# Your goal
Can you restate the records below word for word?

Excerpts from a dataset
######
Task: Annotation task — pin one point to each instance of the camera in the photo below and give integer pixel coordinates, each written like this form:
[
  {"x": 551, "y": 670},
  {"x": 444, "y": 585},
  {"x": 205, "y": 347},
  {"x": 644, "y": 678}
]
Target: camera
######
# Result of this task
Task: Annotation task — pin one point to each instance of the camera in the photo below and give integer pixel coordinates, each written like this form:
[
  {"x": 551, "y": 670},
  {"x": 444, "y": 585},
  {"x": 205, "y": 347},
  {"x": 644, "y": 678}
]
Target: camera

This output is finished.